Preguntas de lectura:
1. Por favor, copia palabra por palabra el fragmento sobre la risa, comenzando con "Empezaré con una" y continuando hasta "aún el mundo?".
2. Responde según el fragmento sobre la risa:
(a) ¿En qué edición y mes se publicó?
(b) ¿Dónde dice estar quien escribe?
(c) ¿Qué clase de texto quería hacer quien escribe?

Fragmento para leer:
◇ ◇ ◇ ◇ ◇

Por Sandra Araya
Edición 456 - mayo 2020
Fotografía: Shutterstock
Todos nos reímos, pero, ¿de qué nos reímos?, ¿qué puede hacernos reír hasta, como se dice, partirnos de la risa? Cada uno tiene sus motivos y a veces esos motivos están en los libros, en los personajes, en las situaciones y en los diálogos de esos libros. Es decir que podemos reírnos solos y que todavía hay esperanza.
Empezaré con una confesión: estoy en una situación en la que jamás pensé estar, en cuarentena, en casa, algo aterrada, la verdad, por la actitud de la gente frente al covid-19. Yo quería hacer un texto entre cínico y de autobullying —como suelo hacer—, pero me encuentro escribiendo sobre mi tendencia a no leer ni ver comedias cuando este es el momento en que necesito eso de lo que siempre he renegado para no angustiarme más. Ni siquiera sé dónde estaré cuando este texto se publique. ¿Habré sobrevivido? ¿Existirá aún el mundo?

◇ ◇ ◇ ◇ ◇

Datos de origen:
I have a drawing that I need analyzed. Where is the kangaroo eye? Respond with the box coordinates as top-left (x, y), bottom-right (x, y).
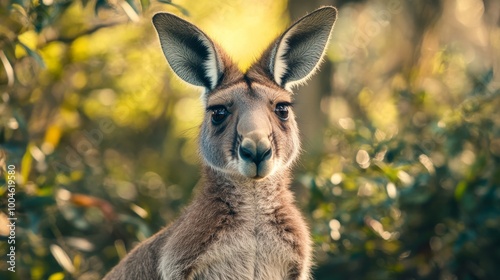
top-left (211, 106), bottom-right (229, 125)
top-left (274, 103), bottom-right (290, 121)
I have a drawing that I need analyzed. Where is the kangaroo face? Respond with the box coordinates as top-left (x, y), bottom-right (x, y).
top-left (200, 81), bottom-right (300, 179)
top-left (153, 7), bottom-right (337, 180)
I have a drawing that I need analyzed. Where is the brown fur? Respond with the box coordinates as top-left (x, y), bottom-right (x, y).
top-left (105, 7), bottom-right (336, 280)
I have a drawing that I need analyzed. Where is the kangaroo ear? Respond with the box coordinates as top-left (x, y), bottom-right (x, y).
top-left (153, 13), bottom-right (224, 91)
top-left (264, 7), bottom-right (337, 90)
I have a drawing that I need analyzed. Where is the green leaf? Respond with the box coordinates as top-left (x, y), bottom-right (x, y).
top-left (19, 42), bottom-right (46, 68)
top-left (125, 0), bottom-right (140, 14)
top-left (94, 0), bottom-right (113, 15)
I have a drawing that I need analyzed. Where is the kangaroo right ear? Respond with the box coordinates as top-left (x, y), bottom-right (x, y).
top-left (259, 7), bottom-right (337, 89)
top-left (153, 13), bottom-right (224, 91)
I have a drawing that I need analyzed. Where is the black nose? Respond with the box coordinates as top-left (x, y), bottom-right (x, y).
top-left (239, 145), bottom-right (272, 165)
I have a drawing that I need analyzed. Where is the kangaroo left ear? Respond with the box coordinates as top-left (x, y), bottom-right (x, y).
top-left (263, 7), bottom-right (337, 90)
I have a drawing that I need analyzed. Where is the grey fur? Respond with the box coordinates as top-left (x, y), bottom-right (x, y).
top-left (105, 7), bottom-right (336, 280)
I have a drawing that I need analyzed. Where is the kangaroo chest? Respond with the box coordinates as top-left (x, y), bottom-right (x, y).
top-left (191, 189), bottom-right (300, 280)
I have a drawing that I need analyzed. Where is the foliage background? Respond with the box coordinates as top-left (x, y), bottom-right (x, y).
top-left (0, 0), bottom-right (500, 280)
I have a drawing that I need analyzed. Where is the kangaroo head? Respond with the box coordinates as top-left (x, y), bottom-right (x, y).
top-left (153, 7), bottom-right (337, 180)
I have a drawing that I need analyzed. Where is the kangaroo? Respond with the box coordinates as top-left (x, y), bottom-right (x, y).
top-left (104, 7), bottom-right (337, 280)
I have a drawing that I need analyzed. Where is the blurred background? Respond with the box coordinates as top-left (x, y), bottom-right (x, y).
top-left (0, 0), bottom-right (500, 280)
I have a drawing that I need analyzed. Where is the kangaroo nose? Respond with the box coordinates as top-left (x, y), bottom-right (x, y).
top-left (239, 138), bottom-right (272, 166)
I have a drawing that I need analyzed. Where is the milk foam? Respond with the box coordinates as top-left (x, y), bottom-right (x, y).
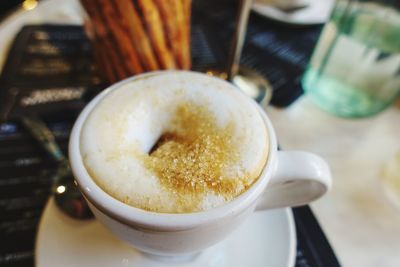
top-left (80, 72), bottom-right (269, 213)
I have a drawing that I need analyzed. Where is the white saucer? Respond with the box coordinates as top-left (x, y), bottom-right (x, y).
top-left (35, 199), bottom-right (296, 267)
top-left (252, 0), bottom-right (335, 25)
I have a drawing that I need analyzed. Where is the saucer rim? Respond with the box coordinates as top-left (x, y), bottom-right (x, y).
top-left (34, 196), bottom-right (297, 267)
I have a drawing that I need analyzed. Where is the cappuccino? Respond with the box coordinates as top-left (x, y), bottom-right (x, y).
top-left (80, 72), bottom-right (269, 213)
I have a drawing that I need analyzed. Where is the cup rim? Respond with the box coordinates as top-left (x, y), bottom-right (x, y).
top-left (69, 70), bottom-right (277, 231)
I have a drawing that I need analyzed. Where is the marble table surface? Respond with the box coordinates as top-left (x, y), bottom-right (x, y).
top-left (266, 96), bottom-right (400, 267)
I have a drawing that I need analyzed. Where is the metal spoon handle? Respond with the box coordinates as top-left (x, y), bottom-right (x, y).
top-left (227, 0), bottom-right (253, 81)
top-left (21, 116), bottom-right (66, 162)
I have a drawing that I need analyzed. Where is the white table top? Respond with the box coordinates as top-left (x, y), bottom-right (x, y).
top-left (266, 96), bottom-right (400, 267)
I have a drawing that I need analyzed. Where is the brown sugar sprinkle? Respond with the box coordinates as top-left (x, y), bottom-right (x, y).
top-left (145, 103), bottom-right (246, 209)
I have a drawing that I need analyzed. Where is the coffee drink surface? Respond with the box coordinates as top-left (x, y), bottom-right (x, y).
top-left (80, 72), bottom-right (269, 213)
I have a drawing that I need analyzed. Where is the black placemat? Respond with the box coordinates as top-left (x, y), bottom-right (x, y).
top-left (0, 9), bottom-right (339, 267)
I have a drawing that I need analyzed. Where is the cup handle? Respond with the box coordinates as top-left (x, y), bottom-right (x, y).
top-left (256, 151), bottom-right (332, 210)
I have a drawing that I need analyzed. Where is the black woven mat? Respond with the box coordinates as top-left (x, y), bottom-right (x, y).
top-left (0, 5), bottom-right (339, 267)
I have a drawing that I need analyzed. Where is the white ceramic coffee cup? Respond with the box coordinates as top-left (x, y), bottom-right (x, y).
top-left (69, 72), bottom-right (331, 256)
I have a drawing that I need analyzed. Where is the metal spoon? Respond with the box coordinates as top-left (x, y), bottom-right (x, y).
top-left (21, 116), bottom-right (94, 220)
top-left (206, 0), bottom-right (272, 105)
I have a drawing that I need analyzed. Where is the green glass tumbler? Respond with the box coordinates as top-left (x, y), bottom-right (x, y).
top-left (302, 0), bottom-right (400, 117)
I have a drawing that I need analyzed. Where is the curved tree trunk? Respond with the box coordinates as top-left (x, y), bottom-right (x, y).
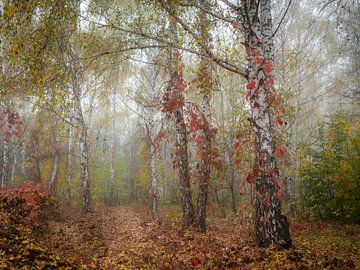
top-left (166, 9), bottom-right (195, 228)
top-left (49, 135), bottom-right (60, 195)
top-left (1, 109), bottom-right (10, 188)
top-left (65, 122), bottom-right (74, 203)
top-left (242, 0), bottom-right (291, 248)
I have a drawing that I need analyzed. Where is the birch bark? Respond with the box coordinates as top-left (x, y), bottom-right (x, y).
top-left (240, 0), bottom-right (291, 248)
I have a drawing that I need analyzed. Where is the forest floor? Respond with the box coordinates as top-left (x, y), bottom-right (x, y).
top-left (0, 206), bottom-right (360, 270)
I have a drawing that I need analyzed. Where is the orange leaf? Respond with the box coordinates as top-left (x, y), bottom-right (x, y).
top-left (264, 60), bottom-right (272, 74)
top-left (191, 258), bottom-right (199, 266)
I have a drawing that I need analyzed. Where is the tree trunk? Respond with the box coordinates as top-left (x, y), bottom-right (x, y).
top-left (175, 108), bottom-right (195, 228)
top-left (150, 140), bottom-right (158, 217)
top-left (166, 9), bottom-right (195, 228)
top-left (196, 0), bottom-right (212, 231)
top-left (20, 145), bottom-right (26, 185)
top-left (228, 151), bottom-right (237, 214)
top-left (109, 88), bottom-right (116, 206)
top-left (70, 53), bottom-right (91, 213)
top-left (49, 135), bottom-right (60, 195)
top-left (1, 118), bottom-right (10, 188)
top-left (10, 149), bottom-right (17, 185)
top-left (65, 120), bottom-right (74, 203)
top-left (196, 85), bottom-right (211, 231)
top-left (30, 130), bottom-right (41, 183)
top-left (242, 0), bottom-right (291, 248)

◇ ◇ ◇ ◇ ◇

Resultados:
1.
Empezaré con una confesión: estoy en una situación en la que jamás pensé estar, en cuarentena, en casa, algo aterrada, la verdad, por la actitud de la gente frente al covid-19. Yo quería hacer un texto entre cínico y de autobullying —como suelo hacer—, pero me encuentro escribiendo sobre mi tendencia a no leer ni ver comedias cuando este es el momento en que necesito eso de lo que siempre he renegado para no angustiarme más. Ni siquiera sé dónde estaré cuando este texto se publique. ¿Habré sobrevivido? ¿Existirá aún el mundo?

2.
(a) Edición 456, mayo 2020.
(b) En cuarentena, en casa.
(c) Un texto entre cínico y de autobullying.